··· Material supplied

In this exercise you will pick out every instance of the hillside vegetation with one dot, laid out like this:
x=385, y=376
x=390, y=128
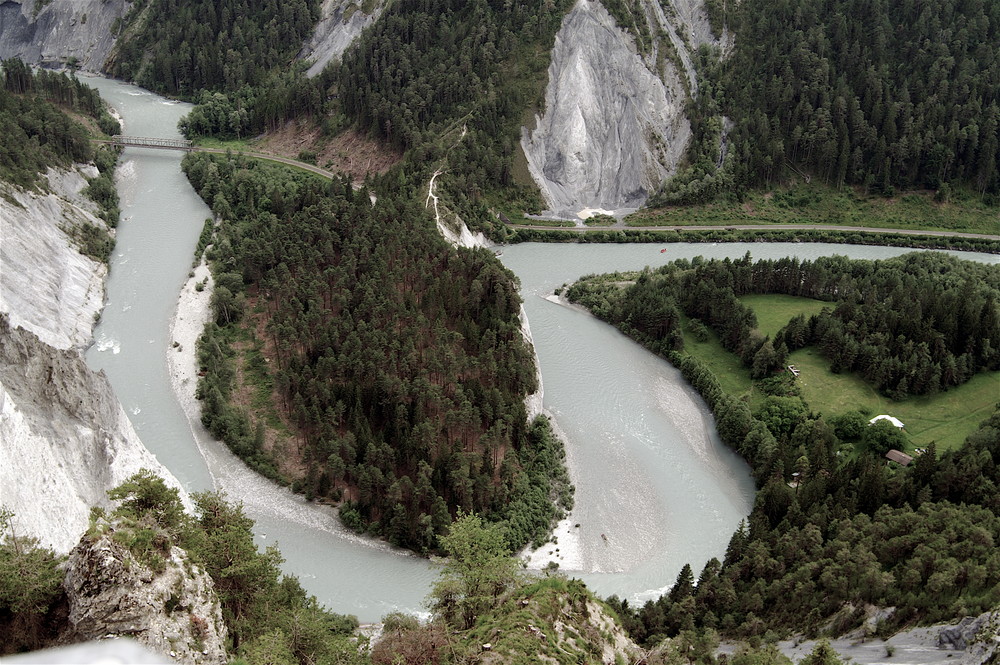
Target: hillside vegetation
x=397, y=362
x=883, y=95
x=833, y=528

······

§ **Description of the task**
Rewrite every line of the material above without the picture, multiplying each x and y coordinate in the answers by 0.85 and rounding to the nearest whole number, with halves rounded up. Keep all other lines unchanged.

§ **Result**
In this exercise you will pick out every instance of the hillside vegetation with one dot, laid out like this:
x=385, y=376
x=390, y=128
Target: hillside vegetation
x=337, y=308
x=751, y=81
x=708, y=449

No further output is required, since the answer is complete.